→ Source material:
■ ■ ■ ■ ■ ■ ■
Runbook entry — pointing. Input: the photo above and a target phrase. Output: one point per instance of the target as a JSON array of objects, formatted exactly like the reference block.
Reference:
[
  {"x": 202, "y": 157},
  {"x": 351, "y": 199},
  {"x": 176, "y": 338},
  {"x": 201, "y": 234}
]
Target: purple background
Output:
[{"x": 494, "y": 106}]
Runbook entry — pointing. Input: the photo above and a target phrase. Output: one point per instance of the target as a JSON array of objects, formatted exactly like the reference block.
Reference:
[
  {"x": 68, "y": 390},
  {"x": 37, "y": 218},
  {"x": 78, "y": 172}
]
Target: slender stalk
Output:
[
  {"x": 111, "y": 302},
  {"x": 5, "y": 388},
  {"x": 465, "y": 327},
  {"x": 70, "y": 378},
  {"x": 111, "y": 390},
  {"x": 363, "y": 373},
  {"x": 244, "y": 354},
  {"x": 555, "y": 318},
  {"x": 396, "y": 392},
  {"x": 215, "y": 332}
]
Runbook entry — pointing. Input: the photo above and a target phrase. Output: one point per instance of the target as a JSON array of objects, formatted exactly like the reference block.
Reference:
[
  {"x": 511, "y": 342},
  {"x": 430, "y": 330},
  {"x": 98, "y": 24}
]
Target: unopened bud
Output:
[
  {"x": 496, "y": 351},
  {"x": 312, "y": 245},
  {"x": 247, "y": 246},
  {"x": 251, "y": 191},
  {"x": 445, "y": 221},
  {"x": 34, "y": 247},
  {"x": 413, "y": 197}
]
■ ■ ■ ■ ■ ■ ■
→ Task objective:
Say every entry again, exactly as it reads.

→ Answer space:
Runbook entry — pointing. Input: the photo above and a target phrase. Output: one point per instance of the target as a JSON array of objects, formatted exactly like the reference block.
Reference:
[
  {"x": 202, "y": 157},
  {"x": 351, "y": 199},
  {"x": 176, "y": 338},
  {"x": 201, "y": 234}
]
Target: purple background
Output:
[{"x": 494, "y": 106}]
Runbook entry — pointing. Input: the photo above and a target phrase. Output: one point per instance of the target as a JSON array of objects, formatted exactly like the reference block.
Reference:
[
  {"x": 68, "y": 390},
  {"x": 37, "y": 218},
  {"x": 78, "y": 172}
]
Target: slender stalk
Output:
[
  {"x": 111, "y": 302},
  {"x": 5, "y": 388},
  {"x": 465, "y": 327},
  {"x": 70, "y": 378},
  {"x": 111, "y": 390},
  {"x": 363, "y": 373},
  {"x": 244, "y": 354},
  {"x": 555, "y": 318},
  {"x": 396, "y": 392},
  {"x": 215, "y": 332}
]
Runbook entry — pointing. Input: the photo above and a target phrase. Output: one point per instance of the target as a JSON array of objects, formatted exactly like the reference block.
Reference:
[
  {"x": 511, "y": 342},
  {"x": 430, "y": 330},
  {"x": 98, "y": 24}
]
Target: unopened bud
Output:
[
  {"x": 496, "y": 351},
  {"x": 312, "y": 245},
  {"x": 247, "y": 246},
  {"x": 251, "y": 191},
  {"x": 445, "y": 221},
  {"x": 34, "y": 247},
  {"x": 413, "y": 197}
]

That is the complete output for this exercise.